* start Record excerpts *

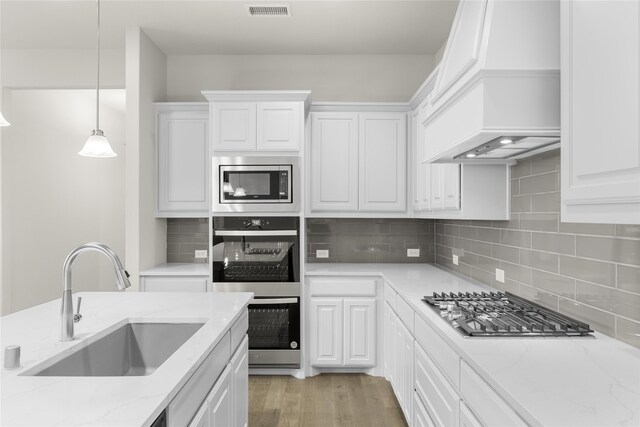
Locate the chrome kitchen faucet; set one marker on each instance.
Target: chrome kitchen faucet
(122, 282)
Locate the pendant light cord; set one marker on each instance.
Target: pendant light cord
(98, 74)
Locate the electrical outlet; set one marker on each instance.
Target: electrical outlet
(202, 253)
(322, 253)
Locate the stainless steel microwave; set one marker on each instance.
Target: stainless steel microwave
(256, 184)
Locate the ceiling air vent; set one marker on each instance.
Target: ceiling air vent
(269, 10)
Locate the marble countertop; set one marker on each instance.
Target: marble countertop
(107, 401)
(562, 381)
(178, 269)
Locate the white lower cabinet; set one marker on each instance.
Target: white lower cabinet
(227, 402)
(342, 321)
(490, 408)
(399, 360)
(421, 416)
(240, 385)
(173, 284)
(439, 397)
(219, 401)
(343, 332)
(202, 418)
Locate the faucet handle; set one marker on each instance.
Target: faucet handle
(77, 317)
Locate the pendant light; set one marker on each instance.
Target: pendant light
(3, 121)
(97, 144)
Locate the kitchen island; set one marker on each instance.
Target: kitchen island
(544, 381)
(115, 400)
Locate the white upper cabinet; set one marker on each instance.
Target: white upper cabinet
(234, 126)
(334, 162)
(358, 162)
(279, 126)
(382, 162)
(600, 110)
(444, 186)
(182, 167)
(261, 121)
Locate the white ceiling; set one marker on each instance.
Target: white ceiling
(224, 27)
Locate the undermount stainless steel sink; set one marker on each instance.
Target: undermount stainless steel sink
(134, 349)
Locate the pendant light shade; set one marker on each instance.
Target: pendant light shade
(3, 121)
(97, 144)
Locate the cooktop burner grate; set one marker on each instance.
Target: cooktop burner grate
(502, 314)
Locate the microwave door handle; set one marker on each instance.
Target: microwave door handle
(274, 301)
(249, 233)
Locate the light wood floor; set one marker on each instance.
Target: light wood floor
(326, 400)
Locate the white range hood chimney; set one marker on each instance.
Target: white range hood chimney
(497, 94)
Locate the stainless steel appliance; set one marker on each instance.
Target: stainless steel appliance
(498, 314)
(256, 184)
(262, 255)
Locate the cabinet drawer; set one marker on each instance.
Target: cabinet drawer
(438, 350)
(405, 313)
(421, 417)
(173, 284)
(439, 398)
(194, 392)
(490, 408)
(239, 330)
(390, 295)
(342, 286)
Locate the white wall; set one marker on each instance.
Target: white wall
(61, 68)
(329, 77)
(52, 198)
(146, 77)
(48, 69)
(440, 53)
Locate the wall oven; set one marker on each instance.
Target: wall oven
(255, 184)
(262, 255)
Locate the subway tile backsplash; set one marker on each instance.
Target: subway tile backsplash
(370, 240)
(184, 237)
(588, 271)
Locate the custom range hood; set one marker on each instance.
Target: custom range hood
(497, 94)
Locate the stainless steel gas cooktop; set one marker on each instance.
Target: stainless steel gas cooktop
(489, 314)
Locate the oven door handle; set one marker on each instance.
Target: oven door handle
(273, 301)
(255, 232)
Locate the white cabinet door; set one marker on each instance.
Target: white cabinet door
(467, 419)
(240, 385)
(451, 186)
(219, 401)
(389, 344)
(600, 110)
(439, 397)
(279, 126)
(421, 417)
(233, 126)
(445, 186)
(382, 165)
(360, 332)
(183, 161)
(173, 284)
(326, 326)
(407, 370)
(421, 171)
(334, 162)
(201, 419)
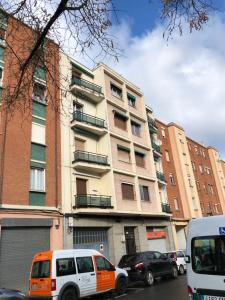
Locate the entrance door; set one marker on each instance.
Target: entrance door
(105, 274)
(81, 186)
(130, 240)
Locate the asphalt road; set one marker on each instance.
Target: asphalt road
(165, 289)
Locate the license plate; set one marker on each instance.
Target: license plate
(213, 298)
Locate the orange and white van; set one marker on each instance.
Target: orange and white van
(74, 274)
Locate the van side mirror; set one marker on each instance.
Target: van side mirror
(187, 259)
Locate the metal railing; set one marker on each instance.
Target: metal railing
(166, 208)
(86, 84)
(90, 157)
(85, 118)
(160, 176)
(93, 201)
(156, 147)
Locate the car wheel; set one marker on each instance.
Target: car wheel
(121, 286)
(181, 270)
(69, 294)
(174, 273)
(149, 278)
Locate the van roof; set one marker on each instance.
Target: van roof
(206, 226)
(75, 252)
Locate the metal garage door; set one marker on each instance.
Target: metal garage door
(91, 238)
(17, 248)
(157, 245)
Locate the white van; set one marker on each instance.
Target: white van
(73, 274)
(205, 258)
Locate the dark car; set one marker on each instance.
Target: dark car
(7, 294)
(146, 266)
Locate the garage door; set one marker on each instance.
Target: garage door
(157, 245)
(91, 238)
(17, 248)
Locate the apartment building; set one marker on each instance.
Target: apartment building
(110, 190)
(30, 176)
(204, 179)
(180, 215)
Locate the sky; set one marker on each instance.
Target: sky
(182, 79)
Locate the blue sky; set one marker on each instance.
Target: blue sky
(183, 79)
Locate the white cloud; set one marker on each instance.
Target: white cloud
(182, 80)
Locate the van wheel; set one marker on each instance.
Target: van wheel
(121, 286)
(149, 278)
(69, 294)
(181, 270)
(174, 274)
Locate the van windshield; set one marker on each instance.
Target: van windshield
(208, 255)
(41, 269)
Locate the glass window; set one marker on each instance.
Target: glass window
(84, 264)
(208, 255)
(65, 266)
(41, 269)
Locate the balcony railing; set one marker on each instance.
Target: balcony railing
(160, 176)
(93, 201)
(156, 147)
(86, 84)
(88, 119)
(166, 208)
(90, 157)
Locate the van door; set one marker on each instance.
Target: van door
(40, 281)
(86, 277)
(105, 274)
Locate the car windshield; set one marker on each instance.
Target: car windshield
(129, 259)
(41, 269)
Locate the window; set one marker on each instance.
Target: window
(201, 169)
(193, 165)
(176, 204)
(127, 191)
(167, 155)
(144, 193)
(84, 264)
(140, 159)
(103, 264)
(123, 154)
(163, 132)
(39, 92)
(37, 179)
(172, 181)
(120, 121)
(131, 100)
(65, 266)
(135, 128)
(116, 91)
(208, 255)
(41, 269)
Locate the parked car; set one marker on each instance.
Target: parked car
(179, 258)
(74, 274)
(7, 294)
(146, 266)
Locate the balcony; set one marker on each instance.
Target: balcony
(156, 147)
(89, 123)
(86, 89)
(85, 201)
(152, 125)
(90, 162)
(166, 208)
(161, 177)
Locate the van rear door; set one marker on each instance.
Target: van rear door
(40, 280)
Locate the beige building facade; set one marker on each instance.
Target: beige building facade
(110, 191)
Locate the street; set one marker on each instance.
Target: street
(163, 289)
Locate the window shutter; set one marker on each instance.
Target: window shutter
(127, 191)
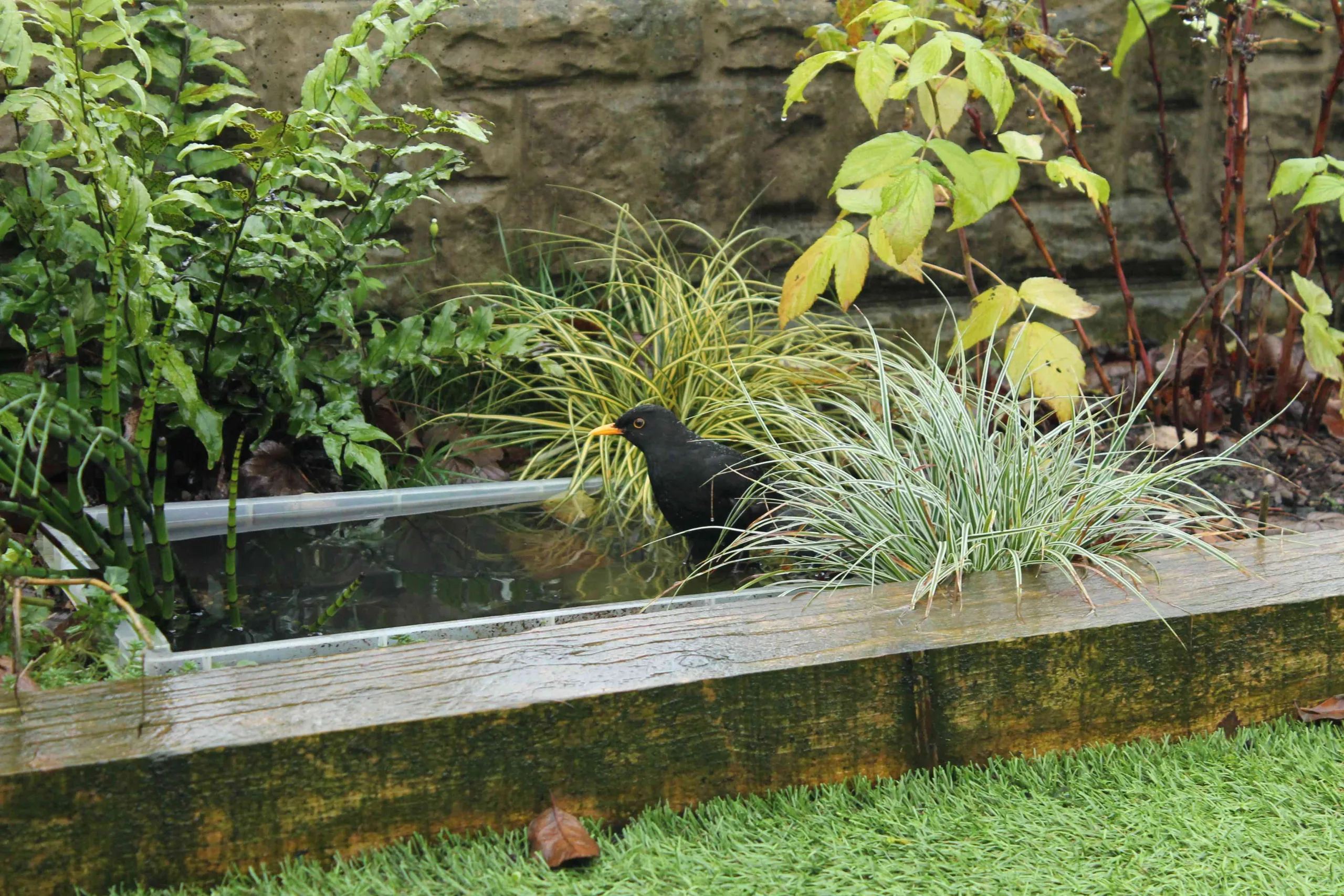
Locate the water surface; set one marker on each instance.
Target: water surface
(417, 570)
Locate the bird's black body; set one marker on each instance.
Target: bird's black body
(697, 483)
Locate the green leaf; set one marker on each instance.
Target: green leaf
(873, 76)
(203, 421)
(804, 75)
(878, 156)
(1323, 347)
(973, 195)
(1294, 15)
(1294, 174)
(1041, 361)
(1152, 11)
(1055, 296)
(988, 313)
(928, 108)
(910, 199)
(851, 267)
(1321, 188)
(951, 101)
(987, 76)
(1022, 145)
(1067, 171)
(999, 172)
(132, 205)
(443, 328)
(1050, 83)
(1315, 299)
(929, 59)
(15, 45)
(369, 460)
(866, 201)
(469, 127)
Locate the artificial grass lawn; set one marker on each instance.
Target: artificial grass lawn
(1261, 813)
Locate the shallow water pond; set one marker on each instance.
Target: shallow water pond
(418, 570)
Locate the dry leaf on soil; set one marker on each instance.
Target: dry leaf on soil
(1230, 724)
(1330, 710)
(558, 837)
(25, 681)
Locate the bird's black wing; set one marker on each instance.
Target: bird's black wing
(734, 479)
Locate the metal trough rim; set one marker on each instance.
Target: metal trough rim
(201, 519)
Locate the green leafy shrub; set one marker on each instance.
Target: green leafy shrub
(215, 257)
(690, 330)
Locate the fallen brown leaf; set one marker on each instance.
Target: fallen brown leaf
(1330, 710)
(272, 471)
(558, 837)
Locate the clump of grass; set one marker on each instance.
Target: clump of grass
(690, 330)
(936, 475)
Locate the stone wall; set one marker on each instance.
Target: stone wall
(675, 105)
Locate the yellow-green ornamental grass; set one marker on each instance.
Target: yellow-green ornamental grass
(692, 331)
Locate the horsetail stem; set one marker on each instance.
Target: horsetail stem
(232, 541)
(112, 419)
(166, 566)
(334, 608)
(71, 359)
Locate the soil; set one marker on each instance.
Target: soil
(1301, 475)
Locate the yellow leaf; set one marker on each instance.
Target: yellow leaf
(851, 261)
(1055, 296)
(1323, 345)
(811, 273)
(990, 311)
(1041, 361)
(913, 267)
(804, 73)
(799, 294)
(1022, 145)
(1316, 300)
(951, 101)
(873, 76)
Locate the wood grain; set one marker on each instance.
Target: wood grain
(174, 779)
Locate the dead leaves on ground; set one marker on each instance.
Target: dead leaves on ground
(1330, 710)
(560, 839)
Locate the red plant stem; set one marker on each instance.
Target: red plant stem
(965, 262)
(973, 114)
(1168, 166)
(1215, 291)
(1307, 261)
(1244, 127)
(1213, 344)
(1136, 339)
(1170, 157)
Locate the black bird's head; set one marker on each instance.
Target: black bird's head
(648, 426)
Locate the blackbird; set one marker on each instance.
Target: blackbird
(697, 483)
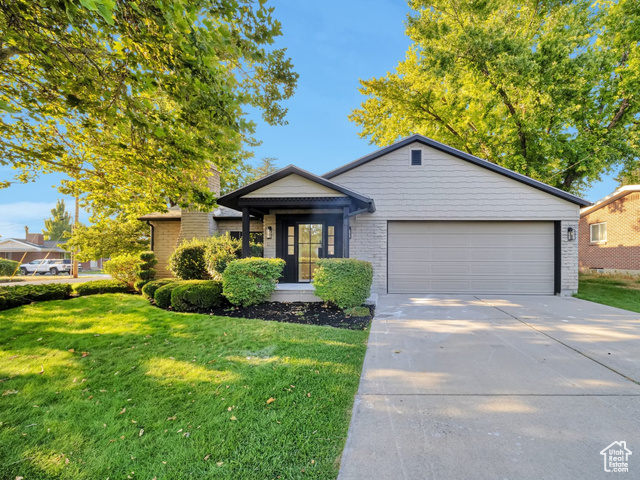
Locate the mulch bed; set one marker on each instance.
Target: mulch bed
(307, 313)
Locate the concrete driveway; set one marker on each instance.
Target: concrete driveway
(515, 387)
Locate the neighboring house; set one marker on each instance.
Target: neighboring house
(35, 247)
(610, 233)
(430, 218)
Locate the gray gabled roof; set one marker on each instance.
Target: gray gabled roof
(463, 156)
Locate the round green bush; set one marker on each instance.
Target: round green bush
(196, 296)
(250, 281)
(97, 287)
(162, 296)
(149, 290)
(187, 260)
(345, 282)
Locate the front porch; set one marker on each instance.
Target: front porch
(305, 218)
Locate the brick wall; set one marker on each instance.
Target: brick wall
(165, 235)
(621, 251)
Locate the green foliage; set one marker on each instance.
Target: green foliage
(196, 296)
(358, 312)
(162, 296)
(59, 226)
(250, 281)
(97, 287)
(149, 289)
(11, 297)
(130, 99)
(549, 90)
(187, 261)
(345, 282)
(144, 269)
(108, 238)
(123, 268)
(219, 252)
(8, 267)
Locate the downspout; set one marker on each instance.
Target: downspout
(152, 233)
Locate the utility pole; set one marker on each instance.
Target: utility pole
(74, 266)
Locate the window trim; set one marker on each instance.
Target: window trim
(606, 233)
(411, 162)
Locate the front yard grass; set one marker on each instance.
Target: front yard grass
(109, 386)
(613, 290)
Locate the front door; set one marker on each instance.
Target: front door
(304, 241)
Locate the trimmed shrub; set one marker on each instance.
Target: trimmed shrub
(250, 281)
(8, 267)
(149, 290)
(162, 296)
(345, 282)
(196, 295)
(144, 269)
(219, 252)
(187, 261)
(11, 297)
(97, 287)
(123, 268)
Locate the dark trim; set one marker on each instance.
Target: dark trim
(463, 156)
(246, 230)
(152, 235)
(557, 257)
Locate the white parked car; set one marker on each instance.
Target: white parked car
(44, 266)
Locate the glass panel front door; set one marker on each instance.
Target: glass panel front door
(309, 249)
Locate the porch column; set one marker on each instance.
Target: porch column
(246, 229)
(345, 232)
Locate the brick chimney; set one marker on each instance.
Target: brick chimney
(200, 224)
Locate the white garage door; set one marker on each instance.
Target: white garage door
(471, 257)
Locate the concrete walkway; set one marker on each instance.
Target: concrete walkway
(495, 388)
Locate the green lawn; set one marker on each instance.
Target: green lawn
(109, 386)
(616, 291)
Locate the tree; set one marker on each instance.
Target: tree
(60, 224)
(247, 173)
(132, 100)
(546, 88)
(108, 238)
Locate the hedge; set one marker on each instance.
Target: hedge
(8, 267)
(250, 281)
(15, 296)
(345, 282)
(162, 295)
(149, 290)
(97, 287)
(196, 296)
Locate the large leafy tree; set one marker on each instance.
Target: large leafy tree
(548, 88)
(59, 226)
(133, 99)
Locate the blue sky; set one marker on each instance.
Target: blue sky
(333, 44)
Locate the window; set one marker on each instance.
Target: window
(598, 232)
(416, 157)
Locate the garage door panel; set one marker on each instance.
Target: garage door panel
(471, 257)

* end Record excerpts *

The request: Return the lines above, from the one containing "Locate the glass panel" to the end, exactly as they stand.

The reply:
Locate the glass panel front door; set one marker on each instance.
Target: glass panel front door
(309, 249)
Locate the porch column; set one marker on each instance.
Target: porch column
(246, 229)
(345, 232)
Locate the brick chimney; set one marker on each instance.
Target: brick chimney
(200, 224)
Locate the white garage door; set one marker on each instance.
Target: white garage door
(471, 257)
Locate the concrete walkway; set one marker on each instance.
Target: concrete walkway
(495, 388)
Locate the green lawn; set one marker on each instance.
Target: green lawn
(109, 386)
(616, 291)
Locate the tree; set one marker on each instance.
Target: tree
(60, 224)
(247, 173)
(132, 100)
(546, 88)
(108, 238)
Locate the hedge; set one marker on each instance.
Target: hedge
(8, 267)
(250, 281)
(15, 296)
(345, 282)
(162, 295)
(149, 290)
(97, 287)
(196, 296)
Locate the large leafy tree; set one marker on each instance.
Target: large leafy tree
(548, 88)
(59, 226)
(133, 99)
Locate the blue sky; set one marker on each instance.
Target: blue sky
(333, 44)
Locate the window; set one marker on each instance.
Target: window
(598, 232)
(416, 157)
Locate the garage door panel; set one marker on each instance.
Target: garage door panel
(471, 257)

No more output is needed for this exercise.